#### Assigned task
Keep the pictures out. Restate the entries below word for word.

Stored data entries:
==*==
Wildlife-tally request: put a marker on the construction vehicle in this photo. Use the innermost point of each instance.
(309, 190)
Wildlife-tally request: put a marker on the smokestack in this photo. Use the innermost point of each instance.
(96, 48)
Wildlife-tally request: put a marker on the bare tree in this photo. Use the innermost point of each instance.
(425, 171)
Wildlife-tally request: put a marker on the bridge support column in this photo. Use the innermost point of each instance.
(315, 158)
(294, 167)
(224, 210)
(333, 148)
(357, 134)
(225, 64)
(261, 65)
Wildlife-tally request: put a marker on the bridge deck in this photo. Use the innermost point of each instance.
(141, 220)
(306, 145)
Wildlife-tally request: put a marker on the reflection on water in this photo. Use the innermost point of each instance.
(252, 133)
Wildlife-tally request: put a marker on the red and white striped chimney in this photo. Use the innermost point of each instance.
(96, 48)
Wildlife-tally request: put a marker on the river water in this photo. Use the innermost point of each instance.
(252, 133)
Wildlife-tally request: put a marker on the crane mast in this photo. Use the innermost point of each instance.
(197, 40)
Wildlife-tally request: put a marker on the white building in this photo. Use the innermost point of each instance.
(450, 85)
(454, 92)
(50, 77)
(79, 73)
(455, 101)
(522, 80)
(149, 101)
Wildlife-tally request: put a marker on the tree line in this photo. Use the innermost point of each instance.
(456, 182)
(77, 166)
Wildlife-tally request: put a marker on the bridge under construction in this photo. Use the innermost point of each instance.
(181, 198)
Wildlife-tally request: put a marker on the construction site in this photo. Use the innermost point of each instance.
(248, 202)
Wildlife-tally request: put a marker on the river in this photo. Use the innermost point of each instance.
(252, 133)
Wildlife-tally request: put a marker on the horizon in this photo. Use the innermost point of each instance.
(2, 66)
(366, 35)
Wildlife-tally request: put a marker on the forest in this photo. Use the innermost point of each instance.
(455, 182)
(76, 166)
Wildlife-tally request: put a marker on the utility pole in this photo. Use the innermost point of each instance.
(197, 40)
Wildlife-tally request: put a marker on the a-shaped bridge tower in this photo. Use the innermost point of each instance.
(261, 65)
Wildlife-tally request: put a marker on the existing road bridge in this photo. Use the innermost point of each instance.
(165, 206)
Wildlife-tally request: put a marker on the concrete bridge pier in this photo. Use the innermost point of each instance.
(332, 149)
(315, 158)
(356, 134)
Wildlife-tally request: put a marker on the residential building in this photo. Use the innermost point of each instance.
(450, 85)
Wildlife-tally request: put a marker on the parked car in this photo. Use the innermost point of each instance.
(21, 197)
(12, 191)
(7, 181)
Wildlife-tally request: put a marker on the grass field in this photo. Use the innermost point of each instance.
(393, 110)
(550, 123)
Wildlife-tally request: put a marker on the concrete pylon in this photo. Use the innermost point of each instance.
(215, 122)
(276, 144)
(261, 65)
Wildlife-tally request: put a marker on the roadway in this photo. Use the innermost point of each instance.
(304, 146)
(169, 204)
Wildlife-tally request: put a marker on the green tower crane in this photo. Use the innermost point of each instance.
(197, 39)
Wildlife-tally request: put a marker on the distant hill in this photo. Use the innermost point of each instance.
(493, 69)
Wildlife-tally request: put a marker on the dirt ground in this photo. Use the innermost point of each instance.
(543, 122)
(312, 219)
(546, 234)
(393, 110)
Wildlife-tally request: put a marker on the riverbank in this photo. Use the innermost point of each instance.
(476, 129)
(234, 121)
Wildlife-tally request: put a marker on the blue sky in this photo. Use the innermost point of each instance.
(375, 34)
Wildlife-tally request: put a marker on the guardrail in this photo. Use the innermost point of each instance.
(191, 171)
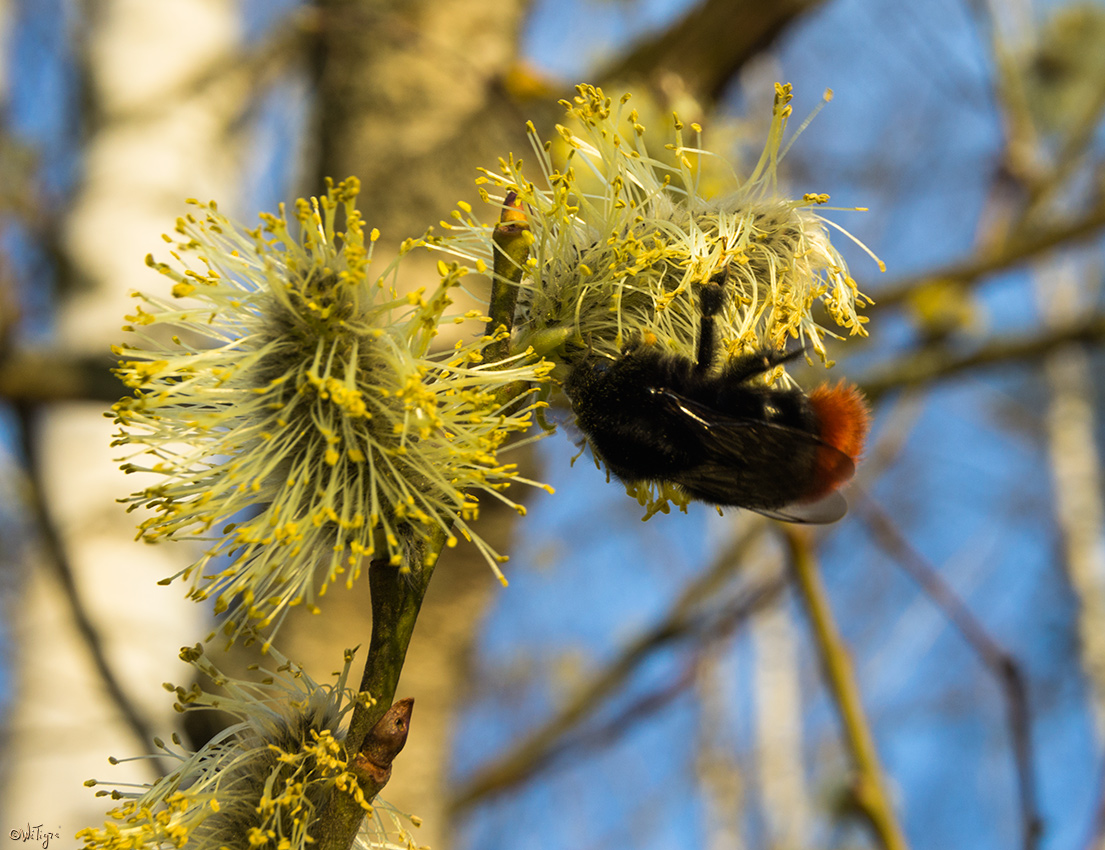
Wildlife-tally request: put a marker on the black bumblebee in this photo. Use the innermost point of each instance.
(655, 416)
==*==
#### Solution to the exercise
Wildlife-tally request: put a marker on the construction vehicle in this photo. Use the innermost point of each instance.
(309, 190)
Wildlife-tally request: put a marker on the smokestack in this photo. Use the innermost point of each instance.
(96, 48)
Wildlife-tally request: put a marker on the bare tree in this photo. Use the innermost point of each instance.
(425, 171)
Wildlife-tally request: put a marker on the bridge support column in this photo. Use the innermost point of each instance.
(315, 158)
(294, 167)
(224, 210)
(333, 148)
(357, 134)
(225, 64)
(261, 65)
Wildlife-tally request: put a marker on the bridge deck in this photo. Use the innermost point of each instance.
(141, 220)
(306, 145)
Wildlife-tally request: put a marker on the reflection on water in this photo. Use the innermost point of each instance.
(252, 133)
Wildlife-tally request: put a marker on the red and white striped chimney in this photo. Use the innermost point of each instance.
(96, 48)
Wildlife-tally request: put a marker on the river water in this photo. Use the innermost point of each instance.
(252, 133)
Wildlife-tally request: put a marker on the crane mast in this photo. Use the innermost point of each instance.
(197, 40)
Wildlife-tally request: put a marker on the white building in this photo. Use the innermost point of each instance.
(450, 85)
(454, 92)
(50, 77)
(79, 73)
(455, 101)
(522, 80)
(149, 101)
Wildlife-tally request: put a marker on the tree line in this photo. Use the innermost point of each instance.
(456, 182)
(77, 166)
Wildlife-tally request: put a marker on the bridge under construction in this photo. Use the innermost point of each instance.
(181, 198)
Wildlife-tally request: put a marker on the construction site in this photo. Use the innermost point of each instance.
(248, 202)
Wildlife-tally request: put a marker on the river in this photo. Use the innermost point of each instance.
(252, 133)
Wildlife-tally request: put a marker on the horizon in this photo. Use the innermost point of each instance.
(2, 66)
(366, 35)
Wildlife-tally request: put a marker on the forest in this photo. Use the innermost point of each instance.
(455, 182)
(76, 166)
Wildlife-tally request: put a marker on the utility pole in this photo. Use the innermost point of each instance.
(197, 40)
Wildlife-tally request: put a marker on the a-shaped bridge tower in this photo. Use the innermost point of each instance.
(261, 65)
Wildlife-tally request: put a marker on the existing road bridge in this photo. Use the innermost point of each instance.
(165, 206)
Wildlife-tally request: put a marker on the concrete bridge pier in this photo. Use the innermost point of each instance.
(332, 149)
(315, 158)
(356, 134)
Wildlife-tally request: put a marker on the residential building in this photo. Use the innermost point of each instance.
(450, 85)
Wildlife-tally request: put a marker on the parked car in this photo. Use the innermost point of each instance.
(21, 197)
(12, 191)
(7, 181)
Wildlife-tally request: put a marker on the grass field in this photo. Use the innermost point of each instance.
(393, 110)
(550, 123)
Wildlife-tally request: put a marker on the concrete pylon in this photo. Use the innermost point of each instance.
(215, 122)
(276, 144)
(261, 65)
Wildlife-tally request: put a marker on the roadway in this photo. Use the innermost point of each instance.
(304, 146)
(169, 204)
Wildlife-tally request: put a marker on the green tower crane in this photo. Use the innermost point of each instance.
(197, 39)
Wildlife-tally request: put a marker on the distant hill in this photo. Use the innermost point of each instance.
(493, 69)
Wildlife-tally request: put a marker on the dirt ground in this photo. Use the innermost point of each instance.
(543, 122)
(312, 219)
(546, 234)
(393, 110)
Wildlife-tally request: put a marker on the riverbank in this photo. Use the innermost point of each instance.
(476, 129)
(234, 121)
Wildlife-tally request: put a marker on the blue sky in this photo. Use the innermost point of each instance.
(375, 34)
Wildlife-tally request: put a marker on the guardrail in this photo. Use the innermost point of each instance.
(191, 171)
Wildlife-tally request: put a marker on the black bumblebee in this photo. Use the innermost point of each instance.
(655, 416)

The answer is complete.